(The input Opens)
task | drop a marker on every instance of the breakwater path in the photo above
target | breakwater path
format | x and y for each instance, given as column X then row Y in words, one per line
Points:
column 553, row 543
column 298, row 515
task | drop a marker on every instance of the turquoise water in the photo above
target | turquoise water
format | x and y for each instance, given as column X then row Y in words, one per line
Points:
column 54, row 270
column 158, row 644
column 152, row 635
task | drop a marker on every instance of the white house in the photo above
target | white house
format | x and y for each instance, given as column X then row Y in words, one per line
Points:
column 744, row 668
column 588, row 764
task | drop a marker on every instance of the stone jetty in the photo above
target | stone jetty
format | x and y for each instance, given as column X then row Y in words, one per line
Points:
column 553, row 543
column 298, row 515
(The input Closes)
(The input Opens)
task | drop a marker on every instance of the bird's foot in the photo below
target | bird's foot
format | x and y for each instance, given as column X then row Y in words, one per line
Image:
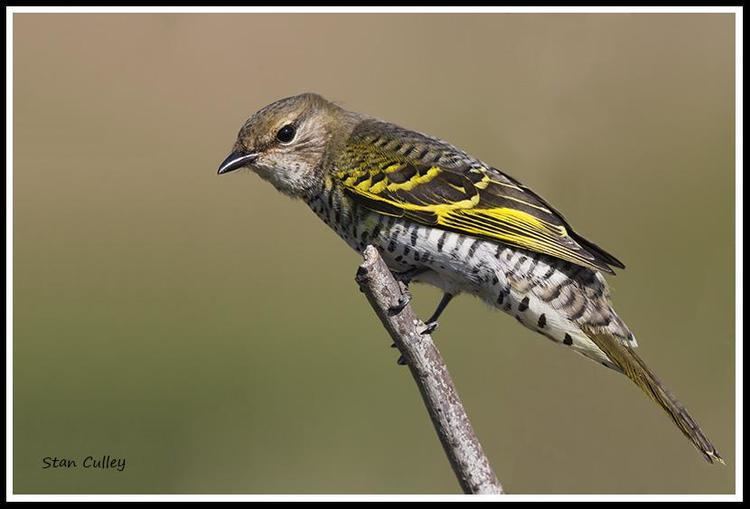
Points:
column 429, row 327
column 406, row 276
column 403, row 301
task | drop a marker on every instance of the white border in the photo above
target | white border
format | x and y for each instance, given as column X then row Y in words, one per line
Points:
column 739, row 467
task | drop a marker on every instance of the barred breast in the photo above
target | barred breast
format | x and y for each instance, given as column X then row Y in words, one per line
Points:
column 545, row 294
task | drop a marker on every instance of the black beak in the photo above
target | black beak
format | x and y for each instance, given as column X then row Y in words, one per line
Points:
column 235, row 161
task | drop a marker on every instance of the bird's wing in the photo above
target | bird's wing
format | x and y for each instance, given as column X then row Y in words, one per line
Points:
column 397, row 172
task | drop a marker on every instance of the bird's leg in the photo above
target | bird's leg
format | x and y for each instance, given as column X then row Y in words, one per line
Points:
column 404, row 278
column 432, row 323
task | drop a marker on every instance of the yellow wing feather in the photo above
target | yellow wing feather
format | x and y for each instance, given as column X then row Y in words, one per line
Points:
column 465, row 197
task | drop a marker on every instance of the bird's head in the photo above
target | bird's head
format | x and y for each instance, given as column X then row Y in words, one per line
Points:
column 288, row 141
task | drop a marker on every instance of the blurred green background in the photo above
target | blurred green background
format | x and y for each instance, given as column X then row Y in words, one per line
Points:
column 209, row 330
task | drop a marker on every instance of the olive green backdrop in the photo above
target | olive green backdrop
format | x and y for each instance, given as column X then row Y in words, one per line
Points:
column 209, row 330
(The input Closes)
*Work required*
If a line in the data contains the string "breast", copy it.

*Solution for this task*
task | drop a marker on every instance of the barred breast in the photo above
target | barred breast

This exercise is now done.